◆ **WHAT IS EXPECTED**
Pick out each line in the items below that contains the word "covered", and copy those lines.

◆ **DATASET EXTRACT**
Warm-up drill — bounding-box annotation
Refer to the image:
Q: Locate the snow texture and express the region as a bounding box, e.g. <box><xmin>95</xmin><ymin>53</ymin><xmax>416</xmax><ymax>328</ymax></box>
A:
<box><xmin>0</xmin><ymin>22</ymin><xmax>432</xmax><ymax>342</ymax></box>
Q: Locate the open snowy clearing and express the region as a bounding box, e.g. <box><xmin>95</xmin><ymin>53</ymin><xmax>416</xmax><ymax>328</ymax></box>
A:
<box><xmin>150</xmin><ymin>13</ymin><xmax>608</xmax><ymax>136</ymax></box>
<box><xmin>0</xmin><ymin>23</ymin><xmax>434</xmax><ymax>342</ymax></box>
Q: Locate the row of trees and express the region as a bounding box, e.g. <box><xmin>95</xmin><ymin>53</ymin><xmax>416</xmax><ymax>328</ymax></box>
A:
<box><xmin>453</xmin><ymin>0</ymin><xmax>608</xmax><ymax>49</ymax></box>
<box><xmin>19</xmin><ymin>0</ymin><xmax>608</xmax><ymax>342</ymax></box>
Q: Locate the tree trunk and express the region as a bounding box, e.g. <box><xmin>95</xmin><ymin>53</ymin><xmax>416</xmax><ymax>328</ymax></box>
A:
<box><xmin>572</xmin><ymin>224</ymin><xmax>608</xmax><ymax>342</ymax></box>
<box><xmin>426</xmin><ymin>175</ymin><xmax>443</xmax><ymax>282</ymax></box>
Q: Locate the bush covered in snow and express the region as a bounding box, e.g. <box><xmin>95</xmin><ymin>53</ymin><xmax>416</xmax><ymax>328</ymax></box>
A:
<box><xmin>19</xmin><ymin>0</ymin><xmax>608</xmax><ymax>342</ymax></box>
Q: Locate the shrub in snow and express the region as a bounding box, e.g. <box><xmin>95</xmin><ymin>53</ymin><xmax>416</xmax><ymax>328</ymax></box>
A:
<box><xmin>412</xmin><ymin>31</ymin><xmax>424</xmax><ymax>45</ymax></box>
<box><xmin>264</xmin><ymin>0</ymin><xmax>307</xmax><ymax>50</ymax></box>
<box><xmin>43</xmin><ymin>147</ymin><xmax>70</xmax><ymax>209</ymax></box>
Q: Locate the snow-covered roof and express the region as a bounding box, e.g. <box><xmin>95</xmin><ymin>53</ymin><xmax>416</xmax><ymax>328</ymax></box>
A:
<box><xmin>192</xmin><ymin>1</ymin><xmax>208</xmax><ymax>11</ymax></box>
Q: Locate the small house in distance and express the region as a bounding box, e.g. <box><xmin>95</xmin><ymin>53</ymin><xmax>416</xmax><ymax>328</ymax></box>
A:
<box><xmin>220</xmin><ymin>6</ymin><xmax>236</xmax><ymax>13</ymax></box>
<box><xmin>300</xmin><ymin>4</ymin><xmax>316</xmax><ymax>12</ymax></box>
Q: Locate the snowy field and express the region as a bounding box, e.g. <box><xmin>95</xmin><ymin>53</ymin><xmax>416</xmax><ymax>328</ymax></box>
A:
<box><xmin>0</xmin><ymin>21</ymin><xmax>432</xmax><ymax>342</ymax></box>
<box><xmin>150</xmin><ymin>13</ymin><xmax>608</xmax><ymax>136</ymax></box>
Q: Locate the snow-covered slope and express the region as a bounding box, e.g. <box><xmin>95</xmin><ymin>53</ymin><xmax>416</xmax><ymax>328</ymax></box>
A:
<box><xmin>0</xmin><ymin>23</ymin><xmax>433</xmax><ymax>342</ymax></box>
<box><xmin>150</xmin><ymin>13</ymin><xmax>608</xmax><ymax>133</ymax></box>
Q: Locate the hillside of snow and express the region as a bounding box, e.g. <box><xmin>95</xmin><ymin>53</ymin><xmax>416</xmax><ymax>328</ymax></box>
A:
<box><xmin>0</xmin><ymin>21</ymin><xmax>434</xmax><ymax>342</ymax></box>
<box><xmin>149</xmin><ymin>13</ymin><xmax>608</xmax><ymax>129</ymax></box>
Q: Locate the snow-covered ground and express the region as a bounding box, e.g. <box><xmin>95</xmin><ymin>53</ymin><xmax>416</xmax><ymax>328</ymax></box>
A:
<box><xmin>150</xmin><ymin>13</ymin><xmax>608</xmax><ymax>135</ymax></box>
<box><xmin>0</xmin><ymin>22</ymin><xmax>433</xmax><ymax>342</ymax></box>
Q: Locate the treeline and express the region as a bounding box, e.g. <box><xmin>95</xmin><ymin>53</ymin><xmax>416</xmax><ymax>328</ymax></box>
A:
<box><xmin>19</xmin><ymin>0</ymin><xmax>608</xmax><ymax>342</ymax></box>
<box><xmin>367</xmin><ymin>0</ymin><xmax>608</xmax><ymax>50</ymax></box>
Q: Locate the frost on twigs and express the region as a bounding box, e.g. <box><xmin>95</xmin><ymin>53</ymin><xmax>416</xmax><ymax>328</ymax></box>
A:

◆ **ANSWER TO THIS PROBLEM**
Q: Locate the bush covered in snow and express the region as a bounding box, e.g. <box><xmin>95</xmin><ymin>53</ymin><xmax>416</xmax><ymax>328</ymax></box>
Q: Locate the snow-covered roof and express the region as a bounding box, e.g. <box><xmin>95</xmin><ymin>53</ymin><xmax>416</xmax><ymax>328</ymax></box>
Q: Locate the snow-covered slope and express the region as a bounding box, e.g. <box><xmin>95</xmin><ymin>53</ymin><xmax>416</xmax><ymax>328</ymax></box>
Q: Locate the snow-covered ground and express the region as a bounding box, e.g. <box><xmin>95</xmin><ymin>53</ymin><xmax>416</xmax><ymax>328</ymax></box>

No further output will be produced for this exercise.